** begin Records supplied **

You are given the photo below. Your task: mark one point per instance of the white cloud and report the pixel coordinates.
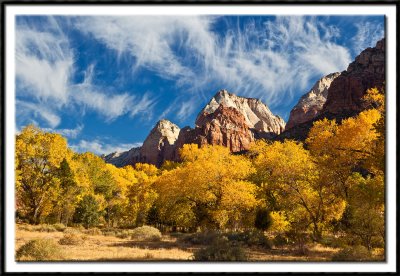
(69, 133)
(367, 35)
(44, 63)
(99, 147)
(28, 112)
(44, 69)
(109, 105)
(267, 61)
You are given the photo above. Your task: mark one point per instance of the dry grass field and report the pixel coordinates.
(111, 248)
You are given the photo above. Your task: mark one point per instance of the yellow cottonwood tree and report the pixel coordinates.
(291, 183)
(38, 157)
(209, 189)
(340, 149)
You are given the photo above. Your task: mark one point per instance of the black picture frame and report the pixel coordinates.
(77, 3)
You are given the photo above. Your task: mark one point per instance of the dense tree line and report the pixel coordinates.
(331, 183)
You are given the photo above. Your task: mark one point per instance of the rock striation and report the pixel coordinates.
(366, 71)
(159, 144)
(310, 104)
(225, 126)
(227, 120)
(256, 114)
(345, 93)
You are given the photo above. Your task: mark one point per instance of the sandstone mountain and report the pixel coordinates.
(235, 122)
(227, 120)
(366, 71)
(256, 114)
(345, 93)
(225, 126)
(159, 144)
(310, 104)
(158, 147)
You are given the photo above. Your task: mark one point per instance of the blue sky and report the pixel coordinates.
(103, 82)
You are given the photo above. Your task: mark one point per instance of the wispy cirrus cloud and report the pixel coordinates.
(44, 63)
(267, 60)
(29, 112)
(45, 67)
(101, 147)
(109, 104)
(368, 33)
(67, 132)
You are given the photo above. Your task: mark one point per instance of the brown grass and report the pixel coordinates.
(111, 248)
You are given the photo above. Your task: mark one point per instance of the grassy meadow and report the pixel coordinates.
(117, 245)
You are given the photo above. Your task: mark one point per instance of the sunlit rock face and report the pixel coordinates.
(159, 144)
(256, 114)
(310, 104)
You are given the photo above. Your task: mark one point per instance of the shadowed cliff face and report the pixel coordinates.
(227, 120)
(345, 93)
(366, 71)
(235, 122)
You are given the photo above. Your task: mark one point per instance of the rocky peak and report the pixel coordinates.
(158, 145)
(256, 114)
(121, 159)
(310, 104)
(366, 71)
(225, 126)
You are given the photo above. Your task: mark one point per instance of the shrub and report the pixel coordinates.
(146, 233)
(71, 239)
(45, 228)
(93, 231)
(59, 227)
(200, 238)
(40, 250)
(281, 240)
(72, 230)
(356, 253)
(250, 238)
(124, 234)
(25, 227)
(88, 211)
(221, 250)
(109, 231)
(331, 241)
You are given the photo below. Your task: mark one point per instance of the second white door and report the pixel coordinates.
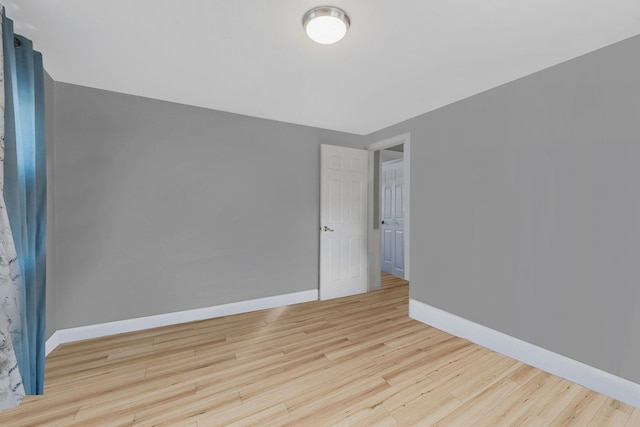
(392, 216)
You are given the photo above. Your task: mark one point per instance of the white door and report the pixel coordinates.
(343, 221)
(392, 216)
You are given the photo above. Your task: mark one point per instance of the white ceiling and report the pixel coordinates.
(400, 58)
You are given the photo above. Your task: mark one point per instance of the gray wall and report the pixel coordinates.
(50, 138)
(162, 207)
(525, 208)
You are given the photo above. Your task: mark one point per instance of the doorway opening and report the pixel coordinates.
(389, 209)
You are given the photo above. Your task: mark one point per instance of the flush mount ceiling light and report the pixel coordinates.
(326, 24)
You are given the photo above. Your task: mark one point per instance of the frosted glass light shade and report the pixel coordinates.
(326, 24)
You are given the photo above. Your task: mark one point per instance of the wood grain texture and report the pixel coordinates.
(354, 361)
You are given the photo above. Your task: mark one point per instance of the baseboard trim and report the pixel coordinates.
(137, 324)
(593, 378)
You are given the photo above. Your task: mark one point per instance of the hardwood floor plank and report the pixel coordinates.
(354, 361)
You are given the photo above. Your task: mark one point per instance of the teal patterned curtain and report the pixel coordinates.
(22, 218)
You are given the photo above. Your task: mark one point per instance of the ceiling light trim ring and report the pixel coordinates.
(322, 12)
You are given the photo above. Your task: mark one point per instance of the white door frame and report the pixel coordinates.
(374, 243)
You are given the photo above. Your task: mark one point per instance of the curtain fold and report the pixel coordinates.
(24, 193)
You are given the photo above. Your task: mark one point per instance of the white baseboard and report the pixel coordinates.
(130, 325)
(593, 378)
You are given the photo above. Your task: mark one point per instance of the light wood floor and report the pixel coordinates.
(351, 361)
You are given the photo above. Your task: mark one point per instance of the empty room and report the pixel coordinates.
(298, 213)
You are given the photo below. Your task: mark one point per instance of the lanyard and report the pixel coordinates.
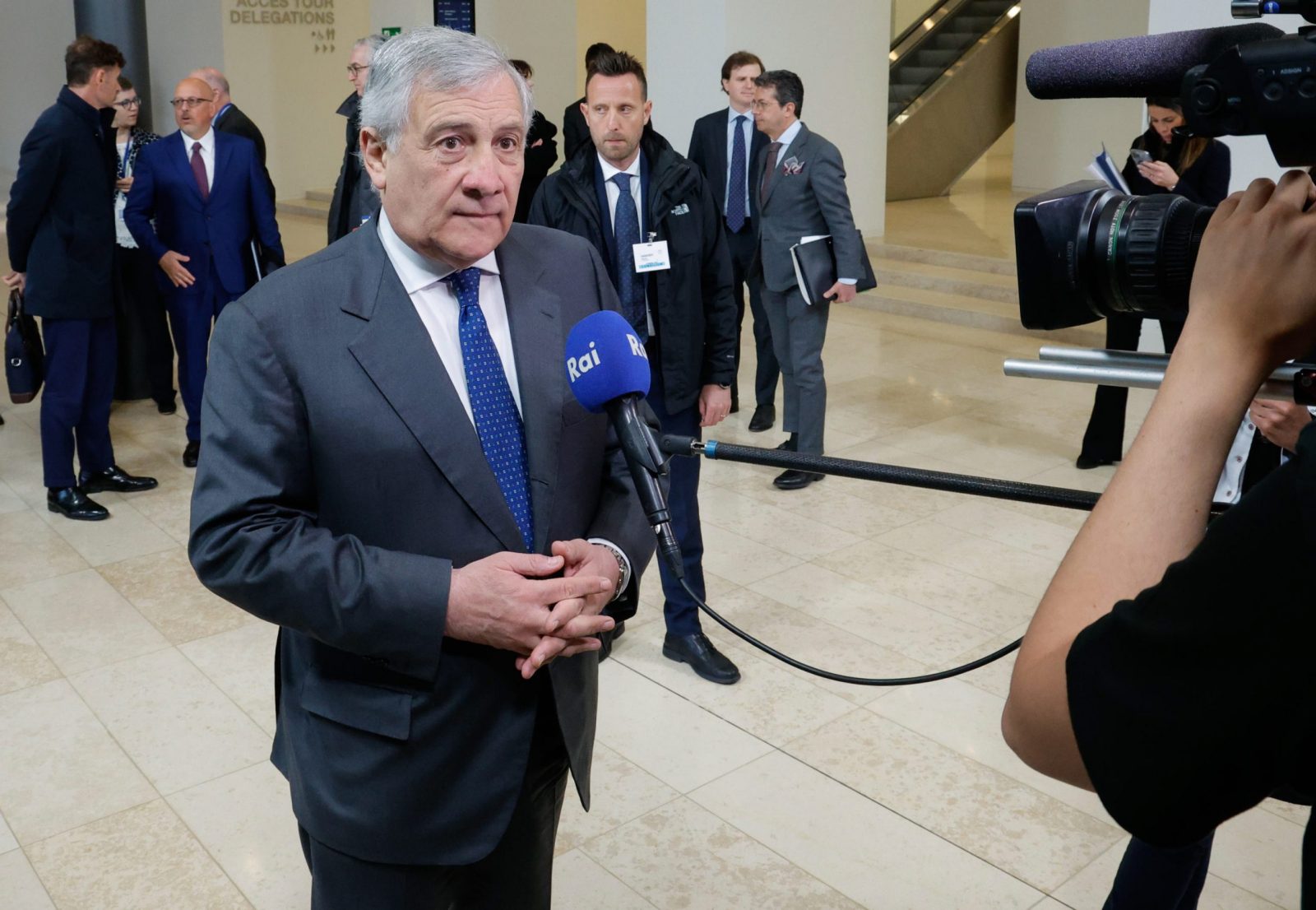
(123, 162)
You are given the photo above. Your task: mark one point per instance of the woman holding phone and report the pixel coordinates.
(1161, 161)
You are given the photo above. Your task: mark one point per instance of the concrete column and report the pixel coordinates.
(836, 46)
(122, 23)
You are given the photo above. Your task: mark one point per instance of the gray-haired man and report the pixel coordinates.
(396, 475)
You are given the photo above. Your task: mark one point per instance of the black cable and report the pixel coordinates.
(841, 677)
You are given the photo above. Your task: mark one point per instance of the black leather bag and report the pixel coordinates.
(24, 355)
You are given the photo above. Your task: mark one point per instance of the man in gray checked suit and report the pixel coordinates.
(800, 181)
(398, 476)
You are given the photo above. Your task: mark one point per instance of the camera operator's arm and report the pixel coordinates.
(1253, 304)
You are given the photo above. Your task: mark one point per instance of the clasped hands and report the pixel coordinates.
(508, 601)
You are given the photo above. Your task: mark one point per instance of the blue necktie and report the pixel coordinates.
(736, 183)
(497, 419)
(625, 230)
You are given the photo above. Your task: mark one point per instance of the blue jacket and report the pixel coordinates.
(61, 211)
(219, 228)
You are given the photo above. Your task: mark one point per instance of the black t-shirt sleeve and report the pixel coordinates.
(1194, 701)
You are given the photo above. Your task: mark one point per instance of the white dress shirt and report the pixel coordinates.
(438, 309)
(637, 194)
(207, 153)
(748, 132)
(786, 138)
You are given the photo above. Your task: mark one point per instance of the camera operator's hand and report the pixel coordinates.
(1160, 173)
(1280, 421)
(1253, 304)
(1254, 283)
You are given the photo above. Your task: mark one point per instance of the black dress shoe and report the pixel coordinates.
(72, 502)
(765, 415)
(1089, 462)
(116, 480)
(703, 657)
(794, 480)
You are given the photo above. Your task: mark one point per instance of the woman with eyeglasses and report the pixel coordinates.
(145, 351)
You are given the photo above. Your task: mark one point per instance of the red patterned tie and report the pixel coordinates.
(199, 171)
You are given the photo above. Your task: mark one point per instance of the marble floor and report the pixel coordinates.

** end Records supplied **

Return the data above verbatim, line for line, omitting the pictures.

You are given the photo below. Your task: mark one point per instance of the white cloud and report the pixel coordinates.
(69, 133)
(367, 35)
(44, 63)
(99, 147)
(28, 112)
(44, 69)
(109, 105)
(267, 61)
You are given the photo above. Your task: mark one point per instance of the dry grass field and report the pixel coordinates.
(111, 248)
You are given the photo above. Your task: mark one point per instance of the yellow cottonwood tree and report the pixel coordinates.
(291, 183)
(38, 157)
(209, 189)
(340, 149)
You are given the photo above. Your task: mark one point per instance of the black picture frame and report the pixel coordinates.
(77, 3)
You are given the photo above. Your task: mark one point per instance of the dense tree line and report the pixel coordinates.
(331, 183)
You are given the photo above. Your task: mark one point per instance of the rock striation and report the pixel coordinates.
(366, 71)
(159, 144)
(310, 104)
(225, 126)
(227, 120)
(256, 114)
(345, 93)
You are given the photo above. Your task: mark one point per instance of the sandstone mountain and report the pixel coordinates.
(235, 122)
(227, 120)
(366, 71)
(256, 114)
(345, 93)
(225, 126)
(159, 144)
(310, 104)
(158, 147)
You are given the photo above. Your task: mark one point per instance of the blue sky and report the pixel coordinates.
(103, 82)
You are given the photo above. Your task: mark one point per instance of the wispy cirrus cloud and report the pixel coordinates.
(44, 63)
(267, 60)
(29, 112)
(45, 67)
(101, 147)
(109, 104)
(368, 33)
(67, 132)
You are given the photo above. Your task: mark one point per instance of the brown grass and report the pixel coordinates.
(111, 248)
You are given the photo above. Your task: mark one point per instance of the grassy meadow and report the pixel coordinates.
(117, 245)
You are given the photo above. Your task: mark one point per instance of the sunlit rock face and report the pixel coordinates.
(159, 144)
(256, 114)
(310, 104)
You are given the photo above. Your task: mark one point per instance of the shadowed cliff face and report the pixel coordinates.
(227, 120)
(345, 93)
(366, 71)
(235, 122)
You are given the photo above. Your task: mark one point per instance of the rocky peak and report the pixel coordinates.
(158, 145)
(256, 114)
(121, 159)
(310, 104)
(366, 71)
(225, 126)
You are given the photo above. Your task: mark one point per instance of the shrub and report the pixel coordinates.
(146, 233)
(71, 239)
(45, 228)
(93, 231)
(59, 227)
(200, 238)
(40, 250)
(281, 240)
(72, 230)
(356, 253)
(250, 238)
(124, 234)
(25, 227)
(88, 211)
(221, 250)
(109, 231)
(331, 241)
You are given the photo below. Your task: mark one point per instance of the second white door and report the pixel coordinates.
(392, 216)
You are given the photo above. Your task: mark one point per instance of the white door and report the pixel coordinates.
(343, 221)
(392, 216)
You are given the photo above. Your task: mark one point per instance of the white ceiling and report the pixel coordinates.
(400, 58)
You are given the photo above. Your task: mark one point per instance of the gray wall and report the pixel coordinates.
(50, 138)
(162, 207)
(525, 208)
You are given the photo above. Your task: mark one point per instance of the doorway opening and report the pixel coordinates.
(389, 209)
You are given the photo above. Your task: mark one point per instance of the flush mount ceiling light and report the pixel coordinates.
(326, 24)
You are given the photo above. Your task: mark one point per instance of the frosted glass light shade and report the pixel coordinates.
(326, 24)
You are given the photo above. Your task: mark one point per instance of the wood grain texture and report the pixel coordinates.
(354, 361)
You are given the photo above. Your task: mark one point per instance of the baseboard trim and report the pixel coordinates.
(137, 324)
(593, 378)
You are given the photo above. Your task: mark one point per instance of the hardwood floor plank and report the pixel coordinates.
(354, 361)
You are given the photo above. Your task: mark one point per instance of the teal patterned curtain and report the pixel coordinates.
(22, 218)
You are given the photo above. Your task: mark one point per instance of the ceiling light trim ring and report the pixel coordinates.
(322, 12)
You are given the photo above. Your task: mark one point per instance of the white door frame and report the pixel coordinates.
(374, 243)
You are given the photo above. Your task: mark one point per instance of the curtain fold and report the pixel coordinates.
(24, 193)
You are given the photo above. Your task: mark one point per instance of the white baseboard and report the pixel coordinates.
(130, 325)
(593, 378)
You are given the photo above. Your task: mark one point per instance of the light wood floor and report the pixel coordinates.
(351, 361)
You are given the photo above. Your task: mark one point per instance of the empty room and report the pixel coordinates.
(298, 213)
You are given the photo below. Your task: mark one point per instance of the lanyard and report the pixel coordinates.
(123, 162)
You are given the photo above. Your task: mark one point per instance of the woman holding phone and report the pixel coordinates.
(1161, 161)
You are given the photo above. Your task: mark one point per instance of the concrete column and report the pixel coordinates.
(836, 46)
(122, 23)
You are given the photo above. Your task: mark one point per instance of the gray-haired man and report the pixel coordinates.
(396, 475)
You are given the photo above. Your task: mark one point per instance of the black cable and report the pixel coordinates.
(841, 677)
You are given the photo above. Your task: mark one point per instance of the black leather bag and report the pixel coordinates.
(24, 355)
You are given the photo above. Your task: mark one point per instance of the man in gray checked suit and report the pixel coordinates.
(800, 181)
(398, 476)
You are given the photo above. Your task: mark one point per instance of the camera operator's arm and report the pixel coordinates.
(1253, 304)
You are given the photo above. Your task: mark one point per instance of the clasped hands and report the pixel coordinates.
(508, 601)
You are given the photo above. Your task: mark one point per instance of the blue necktie and report the pixel coordinates.
(736, 183)
(497, 419)
(625, 230)
You are given the photo above. Your task: mark one point per instance of the blue jacket and report the pixel coordinates.
(61, 211)
(219, 228)
You are given the photo above. Your task: mark one point per instance of the black t-shirt sleeve and report the pixel coordinates.
(1194, 701)
You are given the photo above. Your task: mark one point per instance of the white dress shirt and report the pixel coordinates.
(438, 309)
(637, 194)
(207, 153)
(748, 132)
(786, 138)
You are given the photo above. Your task: mark one point per instance of the camera operator's hand and report the pixel coordinates.
(1160, 173)
(1280, 421)
(1253, 304)
(1254, 283)
You are given the photo above. Your task: mark one point per instance of the black dress shoe and report the pixel coordinates.
(72, 502)
(765, 415)
(1089, 462)
(116, 480)
(703, 657)
(794, 480)
You are given the photo above. Your task: mark one point per instance of the woman with eyeglasses and report the pixel coordinates.
(145, 351)
You are given the photo above. Your task: mark one point per instance of the red patterned tie and report the pixel coordinates.
(199, 171)
You are given the photo above. Your task: mark one point per instance of the marble floor and report the pixel coordinates.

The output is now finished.